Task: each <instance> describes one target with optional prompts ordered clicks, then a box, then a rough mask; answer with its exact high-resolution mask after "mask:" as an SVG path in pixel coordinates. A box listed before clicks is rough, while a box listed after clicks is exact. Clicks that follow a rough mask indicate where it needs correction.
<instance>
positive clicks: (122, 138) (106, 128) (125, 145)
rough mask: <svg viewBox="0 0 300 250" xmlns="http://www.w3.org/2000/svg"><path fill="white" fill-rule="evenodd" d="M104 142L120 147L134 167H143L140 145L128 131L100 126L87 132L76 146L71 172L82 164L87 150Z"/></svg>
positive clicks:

*-*-*

> _What to produce_: Copy the listing above line for line, keeping every character unchanged.

> _Completed exercise_:
Task: each <instance> describes one target with optional prompts ordered clicks, then a box, then a rough mask; answer with its exact high-resolution mask after "mask:" as an SVG path in pixel coordinates. A box listed before clicks is rough, while a box listed after clicks is exact. Clicks that follow a rough mask indicate where it needs correction.
<instance>
positive clicks: (122, 138) (106, 128) (125, 145)
rough mask: <svg viewBox="0 0 300 250" xmlns="http://www.w3.org/2000/svg"><path fill="white" fill-rule="evenodd" d="M104 142L120 147L134 167H143L140 145L128 131L100 126L87 132L76 146L71 172L82 164L87 150Z"/></svg>
positive clicks:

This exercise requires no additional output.